EXPLORE THE MATERIAL —
• a. In the grant announcement, rewrite the part starting at "Dr Ivana Gudelj, from" and ending at "1st September 2015.", swapping "microbial communities" for "fungal populations".
• b. According to the grant announcement, how many applicants were there for the ERC Consolidator Grants?
• c. Pick up the grant announcement where it stops and keep writing.

(PROVIDED PASSAGE begins)

Spot infections of rice plants by Magnaporthe oryzae (left) (Richard Lindsay, PhD Student) and competition between Candida albicans (green colonies) and C. glabrata (pink colonies) (right) (Sarah Duxbury, PhD Student).
Exeter bioscientist awarded prestigious European Research Council Consolidator Grant
Dr Ivana Gudelj from Biosciences has been awarded a European Research Council (ERC) Consolidator Grant worth €2 million over the next 5 years.
Dr Ivana Gudelj, from the Microbes and Disease theme in Biosciences, is one of 372 excellent mid-career scientists across Europe (from 4000 applicants) to be awarded an ERC Consolidator Grant, funded by the EU Horizon 2020 Research and Innovation Programme. The five-year project will research the effects of competition and co-operation in microbial communities on virulence (disease severity) and evolution of drug resistance. This will have great importance in food security and human health. It will contribute important fundamental research on the disease impact of pathogen-pathogen interactions, as opposed to commonly researched host-pathogen interactions. The work will be lab-based and will begin on 1st September 2015.

(PROVIDED PASSAGE ends)
(GIVEN ENTRIES begins)

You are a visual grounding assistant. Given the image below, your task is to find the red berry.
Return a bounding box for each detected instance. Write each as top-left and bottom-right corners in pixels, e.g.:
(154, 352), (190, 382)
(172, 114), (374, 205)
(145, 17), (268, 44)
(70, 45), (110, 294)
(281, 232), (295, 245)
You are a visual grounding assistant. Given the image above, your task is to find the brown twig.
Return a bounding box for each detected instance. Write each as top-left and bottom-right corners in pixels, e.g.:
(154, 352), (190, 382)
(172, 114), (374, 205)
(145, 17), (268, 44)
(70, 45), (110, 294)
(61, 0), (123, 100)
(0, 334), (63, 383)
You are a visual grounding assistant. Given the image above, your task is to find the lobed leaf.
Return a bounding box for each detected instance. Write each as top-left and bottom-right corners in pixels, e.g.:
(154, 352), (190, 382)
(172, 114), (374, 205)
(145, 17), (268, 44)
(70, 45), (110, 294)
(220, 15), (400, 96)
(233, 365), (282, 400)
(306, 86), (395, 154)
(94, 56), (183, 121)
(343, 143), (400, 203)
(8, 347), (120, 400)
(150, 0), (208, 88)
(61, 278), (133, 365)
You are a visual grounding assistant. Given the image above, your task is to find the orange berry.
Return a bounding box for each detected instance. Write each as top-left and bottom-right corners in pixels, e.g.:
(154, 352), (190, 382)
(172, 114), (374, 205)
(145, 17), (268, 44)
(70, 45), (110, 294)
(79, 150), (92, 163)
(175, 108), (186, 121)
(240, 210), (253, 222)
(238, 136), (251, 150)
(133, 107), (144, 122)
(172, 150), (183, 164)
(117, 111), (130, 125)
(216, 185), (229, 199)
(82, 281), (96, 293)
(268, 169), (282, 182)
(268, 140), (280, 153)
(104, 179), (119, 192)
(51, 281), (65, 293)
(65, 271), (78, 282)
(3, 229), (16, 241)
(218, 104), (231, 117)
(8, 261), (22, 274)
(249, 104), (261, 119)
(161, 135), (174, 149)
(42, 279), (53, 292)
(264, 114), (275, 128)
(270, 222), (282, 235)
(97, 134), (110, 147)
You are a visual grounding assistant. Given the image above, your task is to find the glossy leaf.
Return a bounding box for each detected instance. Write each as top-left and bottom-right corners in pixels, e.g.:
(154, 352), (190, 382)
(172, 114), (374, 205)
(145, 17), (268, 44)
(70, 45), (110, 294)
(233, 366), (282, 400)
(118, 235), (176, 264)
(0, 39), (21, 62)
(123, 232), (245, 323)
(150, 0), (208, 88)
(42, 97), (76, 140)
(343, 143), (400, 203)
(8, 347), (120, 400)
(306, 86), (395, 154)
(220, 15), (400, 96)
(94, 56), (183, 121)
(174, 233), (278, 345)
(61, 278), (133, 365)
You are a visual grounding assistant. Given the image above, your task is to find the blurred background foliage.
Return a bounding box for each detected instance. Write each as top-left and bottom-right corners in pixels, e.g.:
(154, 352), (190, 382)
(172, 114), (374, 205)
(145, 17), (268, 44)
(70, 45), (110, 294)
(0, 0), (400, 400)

(GIVEN ENTRIES ends)

RESULTS FOR EACH TASK —
• a.
Dr Ivana Gudelj, from the Microbes and Disease theme in Biosciences, is one of 372 excellent mid-career scientists across Europe (from 4000 applicants) to be awarded an ERC Consolidator Grant, funded by the EU Horizon 2020 Research and Innovation Programme. The five-year project will research the effects of competition and co-operation in fungal populations on virulence (disease severity) and evolution of drug resistance. This will have great importance in food security and human health. It will contribute important fundamental research on the disease impact of pathogen-pathogen interactions, as opposed to commonly researched host-pathogen interactions. The work will be lab-based and will begin on 1st September 2015.

• b. 4000

• c.
The research aims to discover how microbial communities form and how metabolic differences within populations impact on disease via pathogen fitness. Experiments will focus on cell-cell interactions of the fungal species Magnaporthe oryzae, a plant pathogen causing severe rice blast disease, and interactions between species of the Candida genus, important fungal pathogens of humans with high prevalence and mortality. The common yeast species Saccharomyces cerevisiae will be used as a model.
Dr Gudelj commented that the grant offers "an opportunity to do some exciting research and solve important problems. This will inspire the next generation of scientists by funding new post-doctoral and technician positions."
ERC Consolidator Grants were introduced in 2012 and are awarded to excellent researchers with 7-12 years of experience after PhD, and with a promising scientific track record. This funding is important for maintaining Europe’s competitive research base and the proportion of female grantees in this year’s intake was 28%, a significant increase from 24% in the 2013 competition.